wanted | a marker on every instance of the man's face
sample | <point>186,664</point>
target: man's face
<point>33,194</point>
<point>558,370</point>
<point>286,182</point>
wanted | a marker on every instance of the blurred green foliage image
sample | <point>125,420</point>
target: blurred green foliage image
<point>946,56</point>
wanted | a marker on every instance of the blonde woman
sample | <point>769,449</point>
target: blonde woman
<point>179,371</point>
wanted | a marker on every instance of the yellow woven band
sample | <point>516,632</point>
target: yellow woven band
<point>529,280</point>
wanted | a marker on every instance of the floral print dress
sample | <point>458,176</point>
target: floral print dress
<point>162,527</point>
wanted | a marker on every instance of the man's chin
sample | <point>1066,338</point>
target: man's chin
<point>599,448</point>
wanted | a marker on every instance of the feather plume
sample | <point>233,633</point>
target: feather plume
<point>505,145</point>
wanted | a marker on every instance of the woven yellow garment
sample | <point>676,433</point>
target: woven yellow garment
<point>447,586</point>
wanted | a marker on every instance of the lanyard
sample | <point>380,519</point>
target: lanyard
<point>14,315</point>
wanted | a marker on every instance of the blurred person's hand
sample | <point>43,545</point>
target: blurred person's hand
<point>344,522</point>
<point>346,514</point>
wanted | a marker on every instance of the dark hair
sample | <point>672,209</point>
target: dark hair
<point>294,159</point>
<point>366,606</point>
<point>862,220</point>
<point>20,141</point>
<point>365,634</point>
********
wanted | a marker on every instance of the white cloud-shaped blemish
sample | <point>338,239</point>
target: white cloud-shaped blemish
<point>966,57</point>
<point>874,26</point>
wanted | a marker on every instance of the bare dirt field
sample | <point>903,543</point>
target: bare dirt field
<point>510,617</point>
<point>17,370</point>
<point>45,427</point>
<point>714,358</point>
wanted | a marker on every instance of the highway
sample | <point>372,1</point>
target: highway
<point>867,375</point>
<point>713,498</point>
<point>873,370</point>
********
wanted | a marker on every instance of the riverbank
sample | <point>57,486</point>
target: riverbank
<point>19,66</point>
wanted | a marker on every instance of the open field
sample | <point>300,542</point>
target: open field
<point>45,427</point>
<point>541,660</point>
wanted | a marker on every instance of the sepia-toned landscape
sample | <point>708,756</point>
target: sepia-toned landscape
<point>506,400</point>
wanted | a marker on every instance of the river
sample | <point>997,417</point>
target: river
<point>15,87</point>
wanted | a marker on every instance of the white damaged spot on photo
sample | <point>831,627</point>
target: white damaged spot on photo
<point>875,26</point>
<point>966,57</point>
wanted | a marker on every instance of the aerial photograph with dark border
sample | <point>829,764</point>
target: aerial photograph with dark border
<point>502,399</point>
********
Exercise brief:
Copy the records again, beginning at the line that has "wanted | a marker on every instance of the bare" and stopping after the line that has "<point>873,370</point>". Switch every "highway" to "paved road" and leave everything else unchanged.

Result of this task:
wanted | a marker on every instance of the bare dirt field
sample | <point>903,543</point>
target: bare dirt field
<point>510,617</point>
<point>17,370</point>
<point>45,427</point>
<point>714,358</point>
wanted | a marker on every instance of the paved road
sample | <point>372,1</point>
target: paved road
<point>867,375</point>
<point>713,498</point>
<point>873,370</point>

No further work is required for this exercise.